_Written exercise:_
Retype each of the rows below word for word.

_Named object pointing rows:_
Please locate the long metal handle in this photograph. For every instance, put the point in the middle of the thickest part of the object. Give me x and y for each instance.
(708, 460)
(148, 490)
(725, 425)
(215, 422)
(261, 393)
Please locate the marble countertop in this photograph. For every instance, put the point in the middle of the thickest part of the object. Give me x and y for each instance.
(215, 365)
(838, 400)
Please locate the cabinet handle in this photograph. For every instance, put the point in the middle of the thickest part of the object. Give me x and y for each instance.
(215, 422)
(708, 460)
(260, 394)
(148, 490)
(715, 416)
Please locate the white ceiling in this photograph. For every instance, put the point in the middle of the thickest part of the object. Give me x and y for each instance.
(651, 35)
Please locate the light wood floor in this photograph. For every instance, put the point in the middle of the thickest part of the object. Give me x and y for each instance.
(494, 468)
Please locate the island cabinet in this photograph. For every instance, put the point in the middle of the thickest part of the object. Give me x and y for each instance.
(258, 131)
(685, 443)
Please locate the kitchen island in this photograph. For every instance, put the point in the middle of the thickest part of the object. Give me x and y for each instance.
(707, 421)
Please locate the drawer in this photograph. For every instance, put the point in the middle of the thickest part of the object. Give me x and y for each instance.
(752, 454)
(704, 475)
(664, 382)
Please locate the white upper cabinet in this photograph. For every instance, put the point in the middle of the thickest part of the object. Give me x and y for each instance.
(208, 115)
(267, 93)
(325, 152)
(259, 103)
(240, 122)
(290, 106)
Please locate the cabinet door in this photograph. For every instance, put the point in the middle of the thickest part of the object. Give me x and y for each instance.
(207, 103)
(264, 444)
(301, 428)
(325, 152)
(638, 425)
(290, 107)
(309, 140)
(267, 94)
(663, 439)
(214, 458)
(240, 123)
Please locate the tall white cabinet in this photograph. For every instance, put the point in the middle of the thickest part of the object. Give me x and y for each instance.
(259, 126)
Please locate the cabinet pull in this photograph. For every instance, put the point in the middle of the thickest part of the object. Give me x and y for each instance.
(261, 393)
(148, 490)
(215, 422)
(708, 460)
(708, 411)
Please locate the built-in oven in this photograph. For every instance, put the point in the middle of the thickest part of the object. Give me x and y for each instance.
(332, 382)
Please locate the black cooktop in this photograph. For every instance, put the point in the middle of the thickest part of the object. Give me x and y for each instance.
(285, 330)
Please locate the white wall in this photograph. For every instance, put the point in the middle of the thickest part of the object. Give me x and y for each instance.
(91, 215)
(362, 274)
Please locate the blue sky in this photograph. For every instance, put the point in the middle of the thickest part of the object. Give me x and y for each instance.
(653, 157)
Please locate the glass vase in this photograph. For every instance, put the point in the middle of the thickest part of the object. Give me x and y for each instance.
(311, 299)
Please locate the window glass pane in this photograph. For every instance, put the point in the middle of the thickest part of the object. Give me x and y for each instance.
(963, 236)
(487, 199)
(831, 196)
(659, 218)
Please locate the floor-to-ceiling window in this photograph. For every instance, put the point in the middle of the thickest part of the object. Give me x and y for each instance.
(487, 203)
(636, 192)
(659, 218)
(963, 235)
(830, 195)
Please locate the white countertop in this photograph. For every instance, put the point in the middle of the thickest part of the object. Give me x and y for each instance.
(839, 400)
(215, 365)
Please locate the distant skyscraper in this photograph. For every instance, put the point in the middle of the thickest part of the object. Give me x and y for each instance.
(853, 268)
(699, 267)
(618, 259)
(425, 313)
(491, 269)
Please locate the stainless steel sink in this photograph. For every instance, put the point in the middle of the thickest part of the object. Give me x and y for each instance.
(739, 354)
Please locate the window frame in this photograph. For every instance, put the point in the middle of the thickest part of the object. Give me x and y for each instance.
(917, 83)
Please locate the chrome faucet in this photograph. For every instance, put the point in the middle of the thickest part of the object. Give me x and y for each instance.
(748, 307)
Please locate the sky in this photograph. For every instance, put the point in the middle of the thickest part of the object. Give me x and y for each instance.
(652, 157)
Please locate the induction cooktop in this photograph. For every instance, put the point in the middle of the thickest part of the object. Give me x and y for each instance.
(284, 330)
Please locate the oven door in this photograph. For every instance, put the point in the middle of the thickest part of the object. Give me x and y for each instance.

_In response:_
Please locate the long metal handle in this photograph. For every instance, put the point in the middle of the thickest part of the object. Give me x and y for each instance.
(708, 460)
(148, 490)
(725, 425)
(215, 422)
(261, 393)
Please locate the marble countertop in this photograph. For every instance, put the point in the middle of the thickest part of the object. Give me x and y for each instance.
(215, 365)
(838, 400)
Please locate the cabinet handle in this photograph. For every instance, put the point in the middle of the thickest part of the object. Give me x and y for each instance.
(215, 422)
(708, 460)
(260, 394)
(148, 490)
(715, 416)
Please locate the white ceiling in this photograph. For every instance, put the point in the middle of the thickest part of the object. Give me x and y for each instance.
(651, 35)
Please locate the light wood floor in this photograph. For every instance, put the point in the middle of the thickest part of the object. Give me x and y for each instance.
(494, 468)
Please locate the island cabinet in this photograph. For every instance, put the point in the middle of the thickest part of the object. Give me x and y for each instance.
(258, 131)
(685, 443)
Please locate the kitchen island in this photograph. For every instance, put the point in the middle of the thickest part of the object. Give me x and y for each instance.
(707, 421)
Please locate the drawer in this photograph. For every instance, put the point in the middle of the thickest part of the object. Give me x and y for each instance.
(752, 454)
(704, 475)
(664, 382)
Please locate the white upper cabinet in this photograph. For every instance, put the point in the middle of the thickest part of the object. Give me x and y for each instance.
(208, 115)
(267, 93)
(325, 152)
(259, 103)
(240, 122)
(290, 106)
Please locate the cabinet door in this photograph. For every instance, put the point in the middle of the thickest part of the object. Give me x and y for each instance.
(207, 103)
(264, 444)
(301, 428)
(325, 152)
(638, 425)
(290, 107)
(309, 140)
(267, 94)
(663, 439)
(214, 458)
(240, 123)
Please locate the tall white cabinet in this photograph. For every instance, put the point in the middle of the thickest part of the object. Give me x and y for each instance.
(259, 126)
Please locate the cabinet pull in this photograph. For every instance, put the point in the middle of the thickest part of the object. Give me x and y for each instance.
(261, 393)
(148, 490)
(215, 422)
(708, 460)
(708, 411)
Please locate the built-in oven in this photograph. For every instance, put the point in the middle of the thickest part of the object. Give me x and y for each instance.
(332, 382)
Please locate the black cooktop in this photograph. For every instance, put the point in the middle of the thickest part of the object. Give me x and y for each instance.
(285, 330)
Please locate the white wall in this photograph. For every instance, put the point in the middle of the thickest part of the object. Give me x and y for each instance.
(91, 215)
(362, 274)
Please locate the blue sky in this photograph. For every instance, put the point in the middle of the thickest part of the object. Give me x and y for each instance.
(653, 157)
Please locate the glass vase in this photograph. For every instance, put the point in the middle of the thickest part of the object. Give me x and y for each instance.
(311, 299)
Please locate the window glass pane in this photograph. For every instance, put the point in the middle of the thickest part of the object. Give me x and y for each instance.
(963, 236)
(487, 199)
(831, 196)
(659, 218)
Please locate the floor-to-ceiling window in this photograph. For every instance, put the point in the middle of the thickest part of the object. Give me x and y for each instance.
(487, 203)
(636, 192)
(659, 218)
(963, 235)
(830, 195)
Please locate the white countertop in this photograph. For every instance, put the point in the middle of the thickest part of the object. Give me x and y for each instance.
(839, 400)
(215, 365)
Please locate the distant skyscraper in this photograph. For every instance, put the point in the middle of the thickest part of the object. Give me x and y for each instance.
(853, 268)
(699, 267)
(618, 259)
(425, 313)
(491, 269)
Please locate the stainless steel sink in this photograph. For every instance, put the point in the middle of the thickest part of the object. Give me x and y for each instance.
(739, 354)
Please locate the window frame in this photograph. For every instance, put the point in the middle of the thickest part of the object. Give me x and y for each instance.
(917, 83)
Please locate the chrome faucet in this photograph. For every instance, put the point in the middle of the thickest part of the object. Give me x and y for each instance.
(748, 307)
Please locate the sky in this photograph. For every instance, put the point in the middle of the thickest part of the object. Give me x and y for each instance.
(652, 157)
Please locate the induction cooktop in this photograph. For every instance, put the point in the middle of the thickest part of the object. Give me x and y for each instance.
(284, 330)
Please locate the oven door in this photograph. For every instance, put the point in the middle of the thickest part of the object. Give me x and y for each instance.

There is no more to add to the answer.